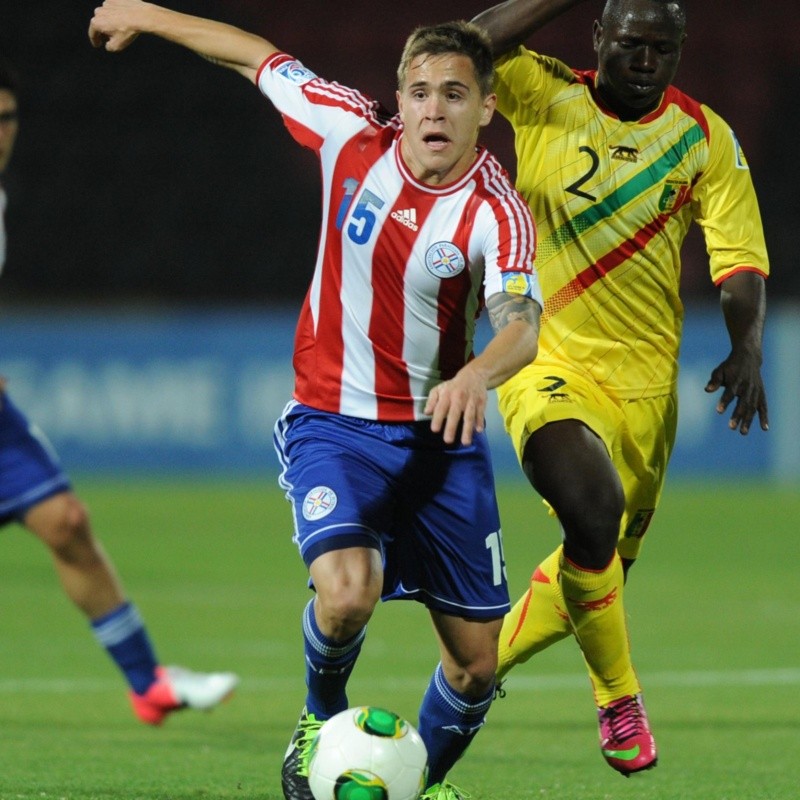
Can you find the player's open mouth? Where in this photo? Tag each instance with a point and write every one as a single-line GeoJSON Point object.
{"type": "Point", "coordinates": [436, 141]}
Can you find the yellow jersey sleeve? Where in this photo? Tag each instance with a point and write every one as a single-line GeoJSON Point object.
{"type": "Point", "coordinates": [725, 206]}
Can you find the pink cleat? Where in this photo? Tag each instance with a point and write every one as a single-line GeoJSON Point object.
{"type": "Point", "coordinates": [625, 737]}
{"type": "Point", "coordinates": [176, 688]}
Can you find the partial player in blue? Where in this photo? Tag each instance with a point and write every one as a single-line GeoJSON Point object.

^^^^^^^^

• Your goal
Write out the listing above again, exactly, but with no pictures in the copy.

• Output of the task
Can you find the player's open mouth? Where in this photo? Tag each instance with a point and write every one as a single-line GeoJSON Point object.
{"type": "Point", "coordinates": [436, 141]}
Can you find the yellow jersey sleeve? Where in this photo? Tag each instance with a point and write every one as a single-line GeoJSON Point object.
{"type": "Point", "coordinates": [725, 206]}
Can you find the pink cleat? Where in this photo? Tag each instance with a point and write every one as a single-line GeoJSON Point object.
{"type": "Point", "coordinates": [625, 737]}
{"type": "Point", "coordinates": [176, 688]}
Can you find the partial player in blue? Where in this photo? Tag each instance with a point and write every one as a single-line GeoJSON Point object.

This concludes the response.